Text block ▸

start

The Erb/Harvey study starts with the commonly held truism that "gold is a currency hedge." In other words, note the authors, if the US dollar loses 10% against the yen, for example, then the price of gold should offset that loss by rising an equivalent 10%. That argument, unfortunately, only holds water if in fact one of the two countries involved in such a calculation/hedging can consistently boast of an inflation rate of… zero percent.

What has, in fact, taken place is that, since 1975, the US dollar price of gold has risen and the US dollar has depreciated against the yen. On the other hand, the price of gold in yen also rose and the Japanese yen appreciated against the dollar. Last week, the World Gold Council (EGC) issued its report on the gold price performance in the second quarter of 2012, in which it noted that gold prices declined in most currencies with the exception of the euro, the Swiss franc and the Indian rupee.

For any particular currency pair, if gold is able to hedge one country’s currency, it certainly is not able to hedge the other’s currency. As regards gold as a hedge against "domestic" (pick your country) currency "debasement" (courtesy of the imaginary printing presses that are putatively running 24/7) the authors find that, from a macro-perspective, the mantra of "currency down –gold up" also does not hold true. As regards the following table of currencies, the authors conclude, there seems to be little connection between currency returns and gold returns:

All (speculative) eyes are now focusing on Friday’s US Q2 GDP report. You already know how that news day will play out; feeble growth figures will stoke the commodity bulls who will immediately read an imminent QE3 into the statistical "coffee grounds" on offer from the US Commerce Department. The US economy grew at the 1.9% rate in Q1 and estimates are that such expansion may have stalled to near 1.3% during the most recent quarter. Separately, a Chinese central bank advisor has warned this weekend that his country’s economic expansion could slow to 7.4% in the current quarter and that the contractive phase is not yet over. Much hangs in the balance these days. IMF Chief Ms. Lagarde has warned that this crisis knows no borders and that it is knocking on everyone’s doors.

end

Provided records ▸
start

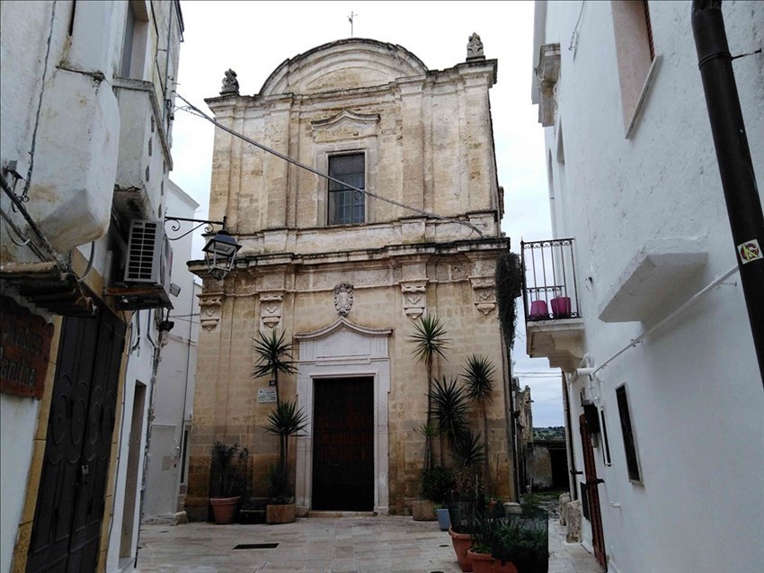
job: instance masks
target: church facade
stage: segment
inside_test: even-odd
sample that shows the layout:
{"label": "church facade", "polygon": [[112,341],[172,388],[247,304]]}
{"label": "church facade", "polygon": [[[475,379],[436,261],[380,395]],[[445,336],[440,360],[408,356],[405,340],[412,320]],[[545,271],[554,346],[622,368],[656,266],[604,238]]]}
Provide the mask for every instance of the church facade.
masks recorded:
{"label": "church facade", "polygon": [[[472,354],[495,366],[488,479],[514,495],[494,287],[509,248],[489,101],[497,62],[479,41],[444,70],[401,46],[334,41],[285,60],[255,95],[229,70],[207,100],[220,125],[282,157],[216,130],[209,218],[243,247],[223,281],[190,264],[203,279],[190,518],[207,516],[216,441],[246,446],[251,494],[267,491],[279,447],[262,429],[272,387],[253,376],[253,345],[272,332],[293,345],[280,398],[307,419],[290,446],[298,514],[409,514],[425,445],[427,371],[411,341],[423,316],[449,341],[434,376],[458,377]],[[482,432],[476,405],[470,416]]]}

end

Requirement ▸ Translate this sentence from the text on gold as a currency hedge into Spanish: "For any particular currency pair, if gold is able to hedge one country’s currency, it certainly is not able to hedge the other’s currency." Work only from the text on gold as a currency hedge, not from the rows.

Correct answer ▸ Para cualquier par de divisas en particular, si el oro es capaz de servir de cobertura para la moneda de un país, ciertamente no es capaz de servir de cobertura para la moneda del otro.